TASK GOAL >> Reproduce the records below word for word, leaving out the pictures.

Labeled outline entries:
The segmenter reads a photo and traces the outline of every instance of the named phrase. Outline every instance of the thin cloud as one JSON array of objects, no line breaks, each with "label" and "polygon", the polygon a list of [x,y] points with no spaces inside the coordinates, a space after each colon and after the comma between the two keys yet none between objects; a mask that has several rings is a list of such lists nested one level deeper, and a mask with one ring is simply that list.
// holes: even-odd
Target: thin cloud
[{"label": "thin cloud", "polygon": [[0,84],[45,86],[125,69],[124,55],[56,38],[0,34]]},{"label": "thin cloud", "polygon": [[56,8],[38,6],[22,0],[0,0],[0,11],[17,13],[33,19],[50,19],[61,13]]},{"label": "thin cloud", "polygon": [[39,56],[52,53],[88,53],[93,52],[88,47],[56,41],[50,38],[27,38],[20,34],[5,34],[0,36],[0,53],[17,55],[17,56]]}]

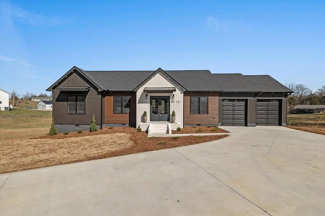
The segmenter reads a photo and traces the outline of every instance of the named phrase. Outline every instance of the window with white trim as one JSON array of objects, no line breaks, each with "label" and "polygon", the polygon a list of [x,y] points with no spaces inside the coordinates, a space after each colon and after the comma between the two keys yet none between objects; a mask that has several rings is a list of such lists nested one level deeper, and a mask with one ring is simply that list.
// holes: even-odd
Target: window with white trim
[{"label": "window with white trim", "polygon": [[128,114],[131,107],[131,97],[114,97],[113,113]]},{"label": "window with white trim", "polygon": [[84,114],[86,111],[85,98],[84,96],[68,96],[68,114]]},{"label": "window with white trim", "polygon": [[208,114],[208,97],[191,97],[191,114]]}]

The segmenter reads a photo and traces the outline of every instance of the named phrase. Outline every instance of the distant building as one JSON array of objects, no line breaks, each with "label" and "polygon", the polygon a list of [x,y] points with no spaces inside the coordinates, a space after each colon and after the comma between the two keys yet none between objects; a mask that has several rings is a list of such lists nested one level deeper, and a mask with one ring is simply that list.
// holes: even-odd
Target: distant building
[{"label": "distant building", "polygon": [[9,93],[0,89],[0,110],[8,111],[9,109]]},{"label": "distant building", "polygon": [[297,105],[295,106],[295,113],[322,113],[325,110],[325,105]]},{"label": "distant building", "polygon": [[38,110],[52,110],[52,100],[42,100],[37,104]]},{"label": "distant building", "polygon": [[52,97],[32,97],[30,98],[32,101],[40,102],[43,101],[52,100]]}]

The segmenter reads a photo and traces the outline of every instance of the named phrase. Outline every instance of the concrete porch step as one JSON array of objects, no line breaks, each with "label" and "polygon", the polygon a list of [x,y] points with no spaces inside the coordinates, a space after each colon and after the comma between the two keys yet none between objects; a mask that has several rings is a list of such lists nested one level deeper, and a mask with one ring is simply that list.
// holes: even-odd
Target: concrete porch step
[{"label": "concrete porch step", "polygon": [[148,134],[169,133],[168,130],[168,124],[150,124]]}]

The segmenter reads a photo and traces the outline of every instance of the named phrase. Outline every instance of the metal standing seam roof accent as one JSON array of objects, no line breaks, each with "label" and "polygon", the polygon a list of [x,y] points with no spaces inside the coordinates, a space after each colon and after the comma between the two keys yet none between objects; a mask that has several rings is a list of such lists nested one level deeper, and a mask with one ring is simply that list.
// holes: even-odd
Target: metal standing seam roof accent
[{"label": "metal standing seam roof accent", "polygon": [[173,92],[176,91],[175,87],[145,87],[144,91],[146,92]]},{"label": "metal standing seam roof accent", "polygon": [[60,91],[87,91],[90,88],[90,86],[62,86],[56,89]]}]

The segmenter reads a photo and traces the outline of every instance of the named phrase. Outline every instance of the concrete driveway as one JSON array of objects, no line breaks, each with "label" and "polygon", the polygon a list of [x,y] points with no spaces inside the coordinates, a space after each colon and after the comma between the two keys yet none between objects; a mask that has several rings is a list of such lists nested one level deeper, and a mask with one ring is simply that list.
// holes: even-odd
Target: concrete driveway
[{"label": "concrete driveway", "polygon": [[325,136],[223,127],[193,146],[0,175],[5,215],[323,215]]}]

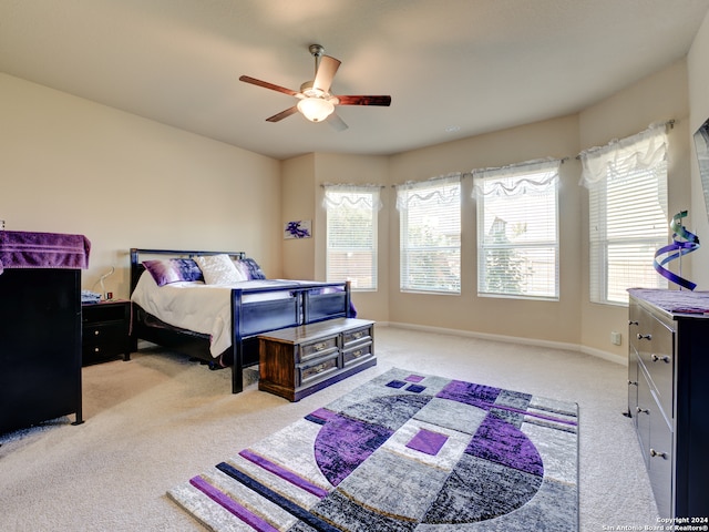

EXERCISE SOLUTION >>
The segmenter reads a photo and traces the outline of every instance of the named phrase. Outline every instance of the thin cloud as one JSON array of objects, no line breaks, each with "label" and "polygon", the polygon a list of [x,y] points with no spaces inside the coordinates, a space after each colon and after the comma between the two keys yet none between objects; a mask that has several rings is a list of such lists nested one level deeper, and a mask with one ring is simply that list.
// holes: even-odd
Target: thin cloud
[{"label": "thin cloud", "polygon": [[0,84],[45,86],[125,69],[124,55],[56,38],[0,34]]},{"label": "thin cloud", "polygon": [[56,8],[38,6],[22,0],[0,0],[0,11],[17,13],[33,19],[50,19],[61,13]]},{"label": "thin cloud", "polygon": [[39,56],[52,53],[88,53],[93,52],[88,47],[56,41],[50,38],[27,38],[20,34],[5,34],[0,36],[0,53],[17,55],[17,56]]}]

The segmenter reads a photo and traces the outline of every instance of the named phrase. Outline every instance of the window with white trim as one JSON array of objects, no line breaks, each with "label" and "polygon", the polygon a list of [x,y] points with no spaces inside the coordinates, a space after each colon and after the comma between the two keys yet none between objects; a mask that has several rings is a list of such lists nested one level deeper, and a mask with one ring is simply that list.
// holes: even-odd
Target: window with white trim
[{"label": "window with white trim", "polygon": [[128,114],[131,107],[131,97],[114,97],[113,113]]},{"label": "window with white trim", "polygon": [[84,114],[86,111],[85,98],[84,96],[68,96],[68,114]]},{"label": "window with white trim", "polygon": [[208,114],[208,97],[191,97],[191,114]]}]

The segmenter reads a photo and traces the outline of every instance of the named phrase. Outline every instance of the distant building as one JSON array of objects, no line breaks, each with "label" and "polygon", the polygon a list of [x,y] points with no spaces inside the coordinates, a space after each colon and after the comma between the two keys yet none between objects; a mask that has several rings is a list of such lists nested one level deeper, and a mask with one ring is simply that list.
// holes: even-odd
Target: distant building
[{"label": "distant building", "polygon": [[9,93],[0,89],[0,110],[8,111],[9,109]]},{"label": "distant building", "polygon": [[297,105],[295,106],[295,113],[322,113],[325,110],[325,105]]},{"label": "distant building", "polygon": [[38,110],[52,110],[52,100],[42,100],[37,104]]},{"label": "distant building", "polygon": [[52,97],[32,97],[30,98],[32,101],[40,102],[43,101],[52,100]]}]

The segmenter reads a photo and traces the outline of every instance of the named phrase. Outline every instance of the concrete porch step as one JSON array of objects, no line breaks, each with "label" and "polygon", the polygon a list of [x,y] points with no spaces inside the coordinates, a space after each colon and after the comma between the two keys yet none between objects; a mask that has several rings is a list of such lists nested one level deeper, and a mask with one ring is simply that list.
// holes: even-odd
Target: concrete porch step
[{"label": "concrete porch step", "polygon": [[148,134],[169,133],[168,130],[168,124],[150,124]]}]

The segmenter reads a photo and traces the outline of every instance of the named phrase. Outline every instance of the metal standing seam roof accent as one JSON array of objects, no line breaks, each with "label" and "polygon", the polygon a list of [x,y] points with no spaces inside the coordinates, a space after each colon and after the comma between the two keys yet none between objects; a mask that has several rings is a list of such lists nested one level deeper, and a mask with one ring is simply that list.
// holes: even-odd
Target: metal standing seam roof accent
[{"label": "metal standing seam roof accent", "polygon": [[173,92],[176,91],[175,87],[145,87],[144,91],[146,92]]},{"label": "metal standing seam roof accent", "polygon": [[60,91],[87,91],[90,88],[90,86],[62,86],[56,89]]}]

The segmenter reads a photo and traces the outline of every instance of the named phrase. Outline every instance of the concrete driveway as one JSON array of objects, no line breaks, each with "label" and "polygon", the polygon a list of [x,y] points with no spaces inside the coordinates, a space after each colon and after the comma between the two keys yet none between objects; a mask that has several rings is a list of such lists nested one level deeper, and a mask with one ring is simply that list.
// holes: even-odd
Target: concrete driveway
[{"label": "concrete driveway", "polygon": [[325,136],[223,127],[193,146],[0,175],[5,215],[323,215]]}]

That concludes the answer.